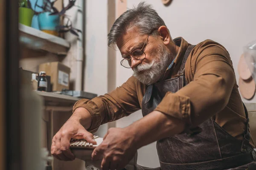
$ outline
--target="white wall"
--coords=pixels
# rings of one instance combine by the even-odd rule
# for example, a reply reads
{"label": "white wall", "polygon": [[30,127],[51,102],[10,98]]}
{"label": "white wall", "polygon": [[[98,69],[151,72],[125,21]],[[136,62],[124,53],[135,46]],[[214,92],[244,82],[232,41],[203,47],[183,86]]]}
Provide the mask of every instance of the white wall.
{"label": "white wall", "polygon": [[[141,1],[128,0],[127,7],[132,8]],[[160,0],[146,1],[153,5],[173,38],[182,37],[192,44],[209,39],[223,45],[230,55],[238,80],[237,65],[243,53],[242,47],[256,39],[254,17],[256,14],[256,1],[173,0],[169,6],[164,6]],[[117,57],[116,83],[120,85],[131,76],[131,72],[120,65],[119,54]],[[255,97],[248,102],[255,101]],[[141,117],[141,112],[137,111],[117,121],[116,126],[126,126]],[[152,167],[159,165],[155,143],[140,149],[138,154],[139,164]]]}
{"label": "white wall", "polygon": [[[84,90],[101,95],[108,92],[108,0],[86,3]],[[107,130],[103,125],[96,134],[104,136]]]}

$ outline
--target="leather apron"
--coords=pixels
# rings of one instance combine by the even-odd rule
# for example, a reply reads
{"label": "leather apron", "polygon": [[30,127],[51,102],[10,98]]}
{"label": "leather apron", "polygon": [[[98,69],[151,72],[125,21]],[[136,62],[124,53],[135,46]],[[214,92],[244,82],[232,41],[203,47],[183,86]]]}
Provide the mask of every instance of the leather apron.
{"label": "leather apron", "polygon": [[[190,45],[187,49],[177,77],[148,86],[142,101],[143,116],[153,111],[167,91],[175,93],[187,84],[185,78],[185,65],[194,46]],[[182,133],[157,141],[161,169],[235,169],[233,168],[254,164],[256,153],[249,144],[249,119],[244,105],[244,107],[247,122],[242,141],[229,134],[211,118],[199,126],[202,130],[198,134],[189,136]],[[256,167],[252,169],[256,170]]]}

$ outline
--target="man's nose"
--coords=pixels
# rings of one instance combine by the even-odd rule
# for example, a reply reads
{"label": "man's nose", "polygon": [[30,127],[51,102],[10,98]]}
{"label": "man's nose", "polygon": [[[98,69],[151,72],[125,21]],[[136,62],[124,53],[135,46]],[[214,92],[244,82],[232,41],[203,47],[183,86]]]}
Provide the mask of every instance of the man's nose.
{"label": "man's nose", "polygon": [[136,67],[142,62],[142,61],[140,60],[136,60],[134,57],[131,57],[131,67],[132,68]]}

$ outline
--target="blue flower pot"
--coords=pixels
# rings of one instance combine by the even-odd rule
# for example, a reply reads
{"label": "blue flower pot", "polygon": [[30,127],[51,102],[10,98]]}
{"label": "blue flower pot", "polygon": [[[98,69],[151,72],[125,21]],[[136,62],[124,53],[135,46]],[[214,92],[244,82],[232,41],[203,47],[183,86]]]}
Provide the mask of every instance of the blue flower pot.
{"label": "blue flower pot", "polygon": [[60,24],[60,16],[58,15],[49,15],[49,12],[45,12],[38,15],[39,29],[48,34],[58,36],[56,27]]}

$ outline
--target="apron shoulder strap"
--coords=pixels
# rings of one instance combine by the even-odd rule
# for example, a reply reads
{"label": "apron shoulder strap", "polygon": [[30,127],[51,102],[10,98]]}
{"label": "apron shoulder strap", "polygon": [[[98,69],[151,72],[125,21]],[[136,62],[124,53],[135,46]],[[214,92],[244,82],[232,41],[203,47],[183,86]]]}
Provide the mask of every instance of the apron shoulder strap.
{"label": "apron shoulder strap", "polygon": [[182,62],[181,63],[181,65],[180,66],[180,68],[178,72],[178,75],[180,75],[184,74],[184,71],[185,70],[185,65],[186,64],[186,60],[188,59],[190,52],[195,47],[195,45],[190,45],[188,46],[187,48],[186,52],[185,53],[185,55],[184,55],[184,57],[183,57],[183,59],[182,60]]}
{"label": "apron shoulder strap", "polygon": [[245,128],[244,132],[244,138],[242,141],[242,144],[241,145],[241,152],[247,152],[250,150],[250,147],[248,147],[250,146],[250,134],[249,130],[250,128],[249,125],[249,116],[248,115],[248,111],[247,109],[245,107],[245,105],[243,103],[243,105],[244,106],[244,112],[245,112],[245,118],[246,118],[246,123],[245,123]]}

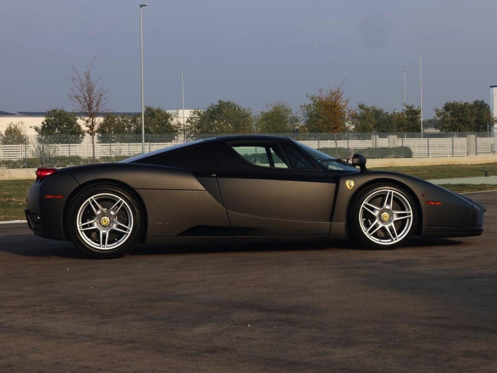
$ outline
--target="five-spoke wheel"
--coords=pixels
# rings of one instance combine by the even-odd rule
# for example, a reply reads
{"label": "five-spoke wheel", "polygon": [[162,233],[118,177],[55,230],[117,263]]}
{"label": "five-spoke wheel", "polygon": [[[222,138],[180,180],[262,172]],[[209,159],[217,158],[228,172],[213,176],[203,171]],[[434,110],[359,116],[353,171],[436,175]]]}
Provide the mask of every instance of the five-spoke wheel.
{"label": "five-spoke wheel", "polygon": [[[360,193],[352,207],[351,233],[375,249],[393,249],[412,235],[417,222],[415,203],[397,186],[373,186]],[[354,229],[360,231],[353,231]]]}
{"label": "five-spoke wheel", "polygon": [[77,217],[80,237],[95,249],[111,250],[122,245],[133,230],[133,213],[122,198],[109,193],[92,195]]}
{"label": "five-spoke wheel", "polygon": [[72,241],[87,254],[113,258],[140,239],[142,214],[135,198],[116,186],[103,184],[80,192],[69,210]]}

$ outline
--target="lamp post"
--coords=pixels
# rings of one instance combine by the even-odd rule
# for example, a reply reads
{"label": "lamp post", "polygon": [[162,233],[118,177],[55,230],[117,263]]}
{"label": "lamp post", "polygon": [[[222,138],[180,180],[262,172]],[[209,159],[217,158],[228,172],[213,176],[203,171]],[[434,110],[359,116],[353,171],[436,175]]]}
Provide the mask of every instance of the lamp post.
{"label": "lamp post", "polygon": [[423,78],[421,73],[421,56],[419,53],[419,113],[421,116],[421,137],[423,137]]}
{"label": "lamp post", "polygon": [[396,110],[394,110],[393,111],[394,114],[394,132],[397,132],[397,114],[399,113]]}
{"label": "lamp post", "polygon": [[142,8],[148,6],[148,4],[140,4],[140,56],[142,68],[142,153],[145,152],[145,112],[143,105],[143,20]]}
{"label": "lamp post", "polygon": [[345,130],[346,130],[346,128],[347,128],[347,103],[346,102],[342,102],[342,105],[343,106],[343,107],[345,109],[345,123],[344,123],[344,124],[345,124]]}
{"label": "lamp post", "polygon": [[183,83],[184,71],[181,72],[181,100],[183,102],[183,141],[185,141],[185,86]]}
{"label": "lamp post", "polygon": [[406,110],[406,71],[402,70],[404,74],[404,110]]}

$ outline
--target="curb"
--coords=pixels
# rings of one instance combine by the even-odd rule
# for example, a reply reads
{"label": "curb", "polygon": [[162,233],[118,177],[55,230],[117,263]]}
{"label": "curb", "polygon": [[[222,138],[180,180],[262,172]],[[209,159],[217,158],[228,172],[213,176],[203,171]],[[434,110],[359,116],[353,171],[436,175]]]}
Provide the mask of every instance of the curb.
{"label": "curb", "polygon": [[10,220],[9,221],[0,221],[0,224],[13,224],[16,223],[27,223],[27,220]]}

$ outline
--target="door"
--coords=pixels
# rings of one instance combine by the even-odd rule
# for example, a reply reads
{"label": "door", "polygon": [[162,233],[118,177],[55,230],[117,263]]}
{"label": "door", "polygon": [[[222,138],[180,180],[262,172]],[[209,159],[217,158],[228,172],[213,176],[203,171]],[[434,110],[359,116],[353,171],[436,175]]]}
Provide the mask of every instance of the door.
{"label": "door", "polygon": [[221,197],[236,236],[328,236],[335,185],[293,144],[219,144]]}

-----

• **TASK GOAL**:
Gather every line of the items above that contains the string "apron", matching case exactly.

• **OUTPUT BELOW**:
--target="leather apron"
{"label": "leather apron", "polygon": [[30,127],[51,102],[10,98]]}
{"label": "leather apron", "polygon": [[[98,69],[151,72],[125,21]],[[136,62],[124,53],[135,46]],[[214,92],[244,82],[232,41],[203,47],[183,86]]]}
Provide the mask of every instance of the leather apron.
{"label": "leather apron", "polygon": [[[190,45],[187,49],[177,77],[148,86],[142,101],[143,116],[153,111],[167,91],[175,93],[187,84],[185,78],[185,65],[194,46]],[[182,133],[157,141],[161,169],[235,169],[233,168],[254,164],[256,153],[249,144],[249,119],[244,105],[244,107],[247,122],[242,141],[229,134],[211,118],[199,126],[202,130],[198,134],[189,136]],[[256,167],[252,169],[256,170]]]}
--target="apron shoulder strap"
{"label": "apron shoulder strap", "polygon": [[30,127],[51,102],[10,98]]}
{"label": "apron shoulder strap", "polygon": [[[98,69],[151,72],[125,21]],[[136,62],[124,53],[135,46]],[[214,92],[244,82],[232,41],[203,47],[183,86]]]}
Provide the mask of every instance of the apron shoulder strap.
{"label": "apron shoulder strap", "polygon": [[182,62],[181,63],[181,65],[180,66],[180,68],[178,72],[178,75],[180,75],[184,74],[184,71],[185,70],[185,65],[186,64],[186,60],[188,59],[190,52],[195,47],[195,45],[190,45],[188,46],[187,48],[186,52],[185,53],[185,55],[184,55],[184,57],[183,57],[183,59],[182,60]]}
{"label": "apron shoulder strap", "polygon": [[245,128],[244,132],[244,138],[242,141],[242,144],[241,145],[241,152],[247,152],[250,150],[250,147],[248,147],[250,146],[250,134],[249,130],[250,128],[249,125],[249,116],[248,115],[248,111],[247,109],[245,107],[245,105],[243,103],[243,105],[244,106],[244,112],[245,112],[245,118],[246,118],[246,123],[245,123]]}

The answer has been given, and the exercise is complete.